Text excerpt Start Marker
Up until this point, most Zika cases in the US were connected to people who’d caught the virus outside of the US. The state was then considered to have a ‘moderate risk’ of catching Zika.
As of January 2019, the state of Florida is deemed a ‘low risk’ Zika area, as is the state of Texas – according to the Foreign Office and the National Travel Health Network and Centre NaTHNaC.
NaTHNaC advises travellers to Florida and Texas to avoid mosquito bites, particularly between dusk and dawn, and to visit their GP if they are symptomatic upon return to the UK.
The rest of the US, as far as we are aware, is not a risk for Zika virus. Generally, though, taking steps to avoid mozzie bites is a good idea wherever you go.
What are the risks if I get the Zika virus when I’m pregnant?
The NHS reports that scientists have concluded there’s enough evidence to show that the Zika virus could trigger a birth defect called microcephaly.
This describes when babies are born with a very small head and an underdeveloped brain. Microcephaly can be deadly if the brain is so under-developed that it can’t sustain regular body functions.
Since the Zika virus outbreak in Brazil started in 2015, there have been a growing number of babies born there with microcephaly.
However, no direct link has actually yet been confirmed between Zika and microcephaly; it’s just that no other explanation for the surge in microcephaly cases has been found – and a number of Brazilian babies who have died were found to have the virus.
There are also some newer indications, documented in Brazil, that Zika infection in pregnancy may, additionally, be linked to serious eye abnormalities that could lead to blindness.
“A causal link between Zika infection and birth malformations and neurological syndromes has not yet been established,” the World Health Organisation (WHO) Director General Margaret Chan said at the time, “but is strongly suspected.
Text excerpt End Marker
Listed records Start Marker
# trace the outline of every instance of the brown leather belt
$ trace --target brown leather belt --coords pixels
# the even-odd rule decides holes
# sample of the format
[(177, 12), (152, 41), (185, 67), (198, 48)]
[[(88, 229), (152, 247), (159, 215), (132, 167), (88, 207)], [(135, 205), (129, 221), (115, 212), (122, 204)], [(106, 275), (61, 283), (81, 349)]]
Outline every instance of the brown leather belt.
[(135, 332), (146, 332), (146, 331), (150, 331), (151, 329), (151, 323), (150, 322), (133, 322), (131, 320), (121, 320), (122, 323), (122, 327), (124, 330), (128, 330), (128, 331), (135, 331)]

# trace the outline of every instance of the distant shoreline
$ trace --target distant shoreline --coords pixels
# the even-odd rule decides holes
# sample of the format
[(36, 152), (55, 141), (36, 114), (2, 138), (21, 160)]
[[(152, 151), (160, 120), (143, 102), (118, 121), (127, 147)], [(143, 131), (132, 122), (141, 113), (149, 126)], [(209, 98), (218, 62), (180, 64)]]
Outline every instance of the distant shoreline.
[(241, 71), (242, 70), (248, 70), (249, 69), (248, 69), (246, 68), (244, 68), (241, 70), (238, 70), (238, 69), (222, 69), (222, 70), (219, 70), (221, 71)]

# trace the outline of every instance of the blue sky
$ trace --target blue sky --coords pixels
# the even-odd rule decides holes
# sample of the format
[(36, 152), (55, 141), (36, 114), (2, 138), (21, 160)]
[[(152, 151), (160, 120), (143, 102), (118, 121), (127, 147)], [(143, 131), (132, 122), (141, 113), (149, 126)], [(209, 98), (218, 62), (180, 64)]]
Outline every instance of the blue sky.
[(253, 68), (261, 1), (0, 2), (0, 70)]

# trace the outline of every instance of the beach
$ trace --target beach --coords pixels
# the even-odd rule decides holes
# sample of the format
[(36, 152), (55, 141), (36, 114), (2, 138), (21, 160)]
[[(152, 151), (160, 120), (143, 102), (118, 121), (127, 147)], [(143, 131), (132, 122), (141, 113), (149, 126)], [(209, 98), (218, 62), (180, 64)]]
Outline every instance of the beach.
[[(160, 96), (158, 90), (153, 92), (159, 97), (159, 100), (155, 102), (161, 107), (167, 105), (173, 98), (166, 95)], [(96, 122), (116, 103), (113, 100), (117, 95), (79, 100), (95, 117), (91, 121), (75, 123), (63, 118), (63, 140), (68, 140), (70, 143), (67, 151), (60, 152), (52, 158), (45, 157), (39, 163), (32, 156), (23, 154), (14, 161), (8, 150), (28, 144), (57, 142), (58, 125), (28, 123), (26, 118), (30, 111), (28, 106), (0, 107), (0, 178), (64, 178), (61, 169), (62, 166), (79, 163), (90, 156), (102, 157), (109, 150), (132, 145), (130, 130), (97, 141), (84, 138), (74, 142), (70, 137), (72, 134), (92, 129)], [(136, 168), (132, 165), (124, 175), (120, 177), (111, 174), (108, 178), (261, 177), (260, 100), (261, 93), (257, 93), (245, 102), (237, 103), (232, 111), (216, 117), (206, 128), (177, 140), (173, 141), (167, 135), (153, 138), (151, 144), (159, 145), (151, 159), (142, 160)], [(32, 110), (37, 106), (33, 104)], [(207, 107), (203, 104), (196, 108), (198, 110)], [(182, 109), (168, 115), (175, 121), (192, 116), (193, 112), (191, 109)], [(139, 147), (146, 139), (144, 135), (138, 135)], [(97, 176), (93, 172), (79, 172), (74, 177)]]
Listed records End Marker
Explore the material
1. In the Zika text, which two US states were deemed "low risk" Zika areas as of January 2019?
2. Please carry on the Zika text, picking up right after its last sentence.

Responses by item number
1. Florida and Texas.

2.
“The possible links, only recently suspected, have rapidly changed the risk profile of Zika, from a mild threat to one of alarming proportions.”
How do you get infected by the Zika virus?
You get infected with the Zika virus by the bite of the Aedes aegypti mosquito – a type of mosquito that is found in all countries in the Americas (including the United States), apart from Canada and Chile. Zika is only spreading in countries that host the Aedes aegypti mosquito; it is not found in the UK.
If the Aedes aegypti mosquito that bites you has previously come into contact with the blood of an infected person it’s previously bitten, then it can transmit the virus to you.
Anyone living in a country which is host to the Aedes aegypti mosquito is at risk of catching Zika. This includes all countries in north, central and south America (with the exception of Canada and Chile).
There is also a risk that Zika will spread to countries in Asia and the Pacific which also host the Aedes aegypti mosquito.
Can I catch the infection from someone who already has it?
You cannot catch the virus just from coming into contact with an infected person but the PHE says there is a “low risk” that Zika can be transmitted sexually.
The WHO has stated that the Zika virus has been isolated in human semen, and one case of possible person-to-person sexual transmission has been noted.
While the experts look for more evidence to confirm whether or not the Zika virus can be sexually transmitted, the precautionary advice, in the meanwhile, is always to use a condom if having sex with someone who has been infected with the Zika virus less than 6 months previously or who has travelled to a country affected by the Zika virus in the past month.
“If a female partner is at risk of getting pregnant,” says the PHE, “or is already pregnant, condom use is advised for a male traveller for 28 days after this return from a Zika transmission area, [even] if he has no symptoms of fever and rash.”
And, says the PHE, if Zika infection is confirmed, “condom use is advised for 6 months following recovery”.
What are the symptoms?
Up to 80% of those infected with the Zika virus show no symptoms at all. Others have symptoms including:
- mild fever
- joint pain
Symptoms can be treated but there is no cure or vaccine for the virus itself yet.